EXCERPTED RECORDS Start Marker

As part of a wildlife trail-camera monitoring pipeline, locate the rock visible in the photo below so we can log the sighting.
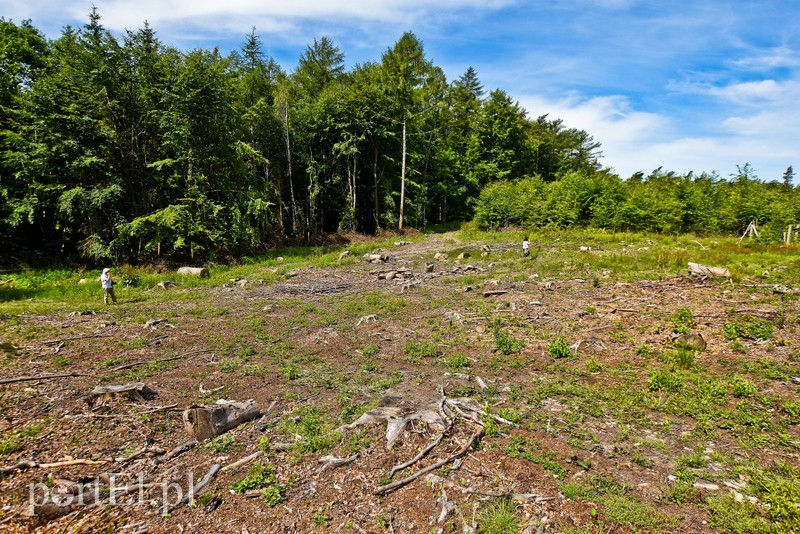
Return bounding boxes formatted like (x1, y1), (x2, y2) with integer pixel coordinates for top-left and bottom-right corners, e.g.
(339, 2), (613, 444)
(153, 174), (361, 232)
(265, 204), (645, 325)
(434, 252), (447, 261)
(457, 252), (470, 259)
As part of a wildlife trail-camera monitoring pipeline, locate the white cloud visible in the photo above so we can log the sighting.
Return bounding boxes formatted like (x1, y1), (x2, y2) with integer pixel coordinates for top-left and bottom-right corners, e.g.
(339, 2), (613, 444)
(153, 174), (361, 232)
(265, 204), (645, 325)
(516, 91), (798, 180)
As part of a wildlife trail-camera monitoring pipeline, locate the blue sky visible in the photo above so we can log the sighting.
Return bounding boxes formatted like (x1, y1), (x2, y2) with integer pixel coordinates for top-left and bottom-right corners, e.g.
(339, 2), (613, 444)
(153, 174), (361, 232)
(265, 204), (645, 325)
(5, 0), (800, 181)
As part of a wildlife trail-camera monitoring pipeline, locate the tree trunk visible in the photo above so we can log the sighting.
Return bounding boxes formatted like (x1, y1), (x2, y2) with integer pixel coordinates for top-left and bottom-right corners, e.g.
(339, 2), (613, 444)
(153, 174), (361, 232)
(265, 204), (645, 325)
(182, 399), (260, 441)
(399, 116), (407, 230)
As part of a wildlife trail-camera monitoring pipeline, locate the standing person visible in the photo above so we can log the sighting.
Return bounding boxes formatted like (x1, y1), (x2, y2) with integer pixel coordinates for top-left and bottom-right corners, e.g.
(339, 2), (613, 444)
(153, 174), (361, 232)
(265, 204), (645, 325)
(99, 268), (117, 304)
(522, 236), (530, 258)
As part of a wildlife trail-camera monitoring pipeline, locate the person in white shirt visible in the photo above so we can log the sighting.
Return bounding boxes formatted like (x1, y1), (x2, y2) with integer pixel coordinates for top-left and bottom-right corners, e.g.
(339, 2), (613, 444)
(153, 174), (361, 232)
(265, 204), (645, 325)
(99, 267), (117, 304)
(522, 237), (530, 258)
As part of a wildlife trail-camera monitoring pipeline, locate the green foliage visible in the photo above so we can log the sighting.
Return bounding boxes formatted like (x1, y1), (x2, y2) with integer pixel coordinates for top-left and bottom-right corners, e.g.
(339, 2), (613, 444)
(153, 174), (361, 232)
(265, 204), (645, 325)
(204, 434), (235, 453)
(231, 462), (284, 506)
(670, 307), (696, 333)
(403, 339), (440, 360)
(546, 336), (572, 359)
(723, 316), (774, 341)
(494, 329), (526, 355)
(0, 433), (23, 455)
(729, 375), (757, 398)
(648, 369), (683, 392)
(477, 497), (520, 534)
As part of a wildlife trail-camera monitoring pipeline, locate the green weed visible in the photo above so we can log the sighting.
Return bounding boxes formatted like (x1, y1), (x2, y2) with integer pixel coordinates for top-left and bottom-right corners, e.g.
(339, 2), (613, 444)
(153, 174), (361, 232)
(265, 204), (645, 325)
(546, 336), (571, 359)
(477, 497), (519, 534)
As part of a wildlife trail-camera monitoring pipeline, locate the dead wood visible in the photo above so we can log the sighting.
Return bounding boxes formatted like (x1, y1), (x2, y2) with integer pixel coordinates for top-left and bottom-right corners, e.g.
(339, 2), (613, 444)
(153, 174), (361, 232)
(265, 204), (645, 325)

EXCERPTED RECORDS End Marker

Go through the records and copy each line with "person" in it.

As part of a wildlife trail-camera monitoring pipeline, locate the standing person visible in the photo above so we can log the sighting.
As part of a wildlife trail-camera monitoring pipeline, locate the person in white shirt visible in the photo above so we can log the sighting.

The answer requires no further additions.